** begin Dataset entries **

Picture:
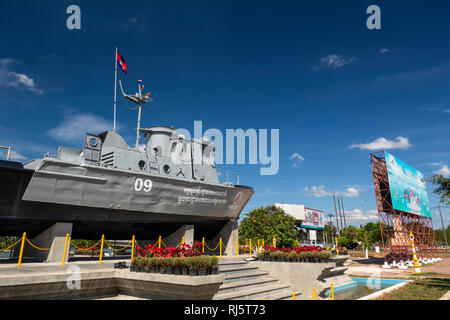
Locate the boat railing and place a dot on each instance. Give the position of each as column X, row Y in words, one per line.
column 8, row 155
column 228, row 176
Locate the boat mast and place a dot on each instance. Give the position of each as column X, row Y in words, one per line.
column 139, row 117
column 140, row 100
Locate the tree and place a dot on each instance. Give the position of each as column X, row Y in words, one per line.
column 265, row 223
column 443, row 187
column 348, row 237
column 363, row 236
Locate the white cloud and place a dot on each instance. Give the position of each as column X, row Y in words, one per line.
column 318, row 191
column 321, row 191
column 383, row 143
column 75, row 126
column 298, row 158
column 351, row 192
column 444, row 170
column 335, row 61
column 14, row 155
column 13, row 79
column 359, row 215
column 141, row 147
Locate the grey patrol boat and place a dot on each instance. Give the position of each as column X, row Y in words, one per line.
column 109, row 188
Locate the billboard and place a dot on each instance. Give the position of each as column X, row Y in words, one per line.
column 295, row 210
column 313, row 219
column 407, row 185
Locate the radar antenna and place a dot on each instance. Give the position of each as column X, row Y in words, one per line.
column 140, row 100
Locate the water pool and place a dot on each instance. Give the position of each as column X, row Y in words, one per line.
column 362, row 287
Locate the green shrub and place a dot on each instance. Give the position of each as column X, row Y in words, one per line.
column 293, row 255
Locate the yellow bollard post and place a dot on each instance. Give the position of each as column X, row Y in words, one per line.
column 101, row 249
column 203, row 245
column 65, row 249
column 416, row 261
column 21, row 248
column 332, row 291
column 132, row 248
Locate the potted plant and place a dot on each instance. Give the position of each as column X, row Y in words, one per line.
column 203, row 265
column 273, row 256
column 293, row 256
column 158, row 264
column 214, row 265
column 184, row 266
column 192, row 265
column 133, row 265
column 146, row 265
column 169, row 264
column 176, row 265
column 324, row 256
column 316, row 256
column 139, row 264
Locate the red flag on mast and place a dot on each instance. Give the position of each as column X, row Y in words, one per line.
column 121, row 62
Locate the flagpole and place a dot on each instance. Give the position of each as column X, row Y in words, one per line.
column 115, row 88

** end Dataset entries **
** begin Dataset entries **

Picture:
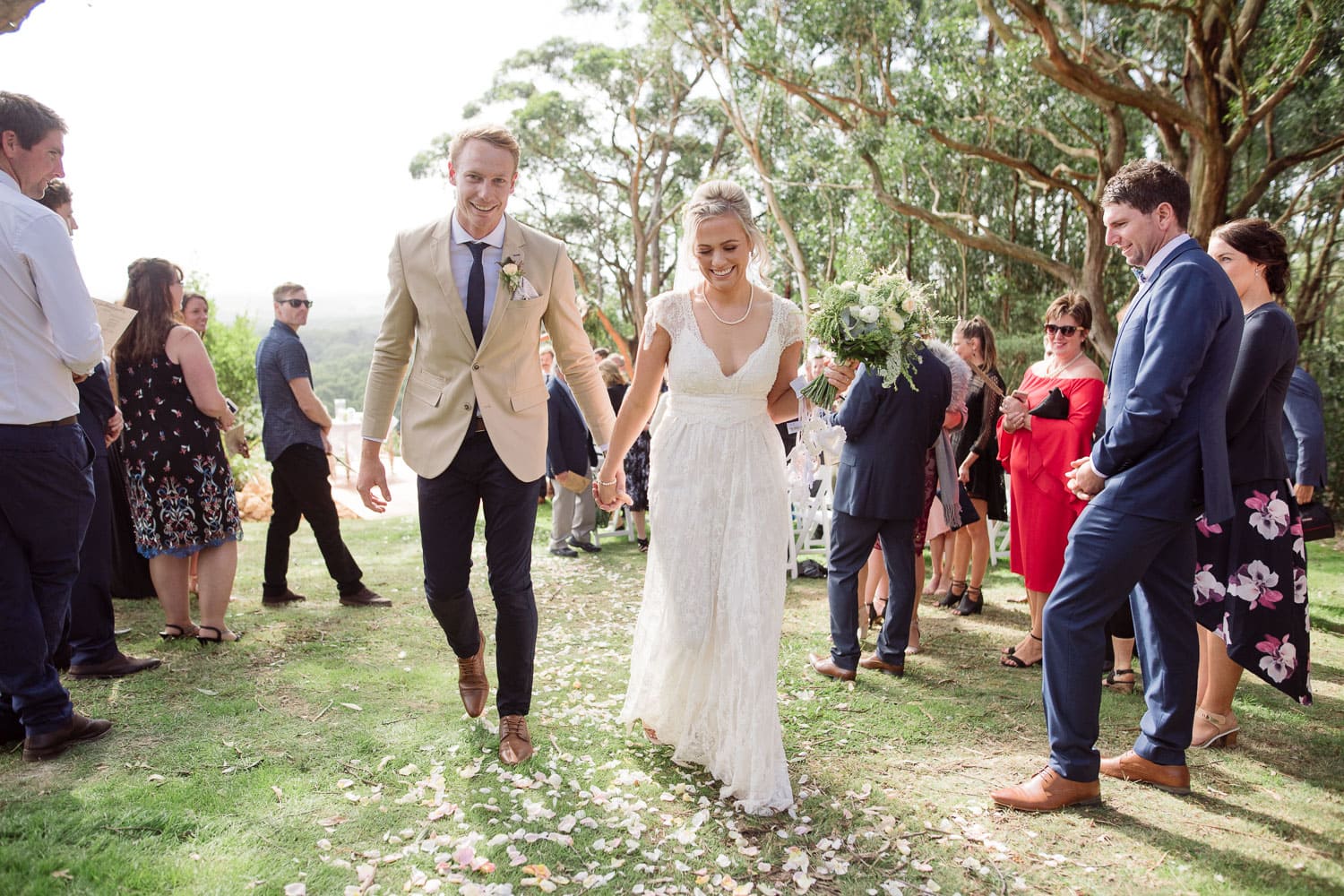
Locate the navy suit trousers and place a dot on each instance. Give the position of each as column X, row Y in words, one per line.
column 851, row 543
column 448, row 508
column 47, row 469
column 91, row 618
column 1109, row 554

** end Dataset entries **

Render as a JSON list of strings the lines beginning with the one that contains "Locate the green" and running through the one that contains "column 132, row 248", one string per line and no others, with blank lines left out.

Correct result:
[
  "Locate the green shrub and place a dot on each instance. Give the position of each as column X, row Y in words, one per line.",
  "column 293, row 255",
  "Locate the yellow bollard post and place a dot on each instance. Give the position of each as column X, row Y in words, one per line.",
  "column 101, row 249",
  "column 203, row 245",
  "column 65, row 249",
  "column 416, row 261",
  "column 21, row 248",
  "column 332, row 291",
  "column 132, row 248"
]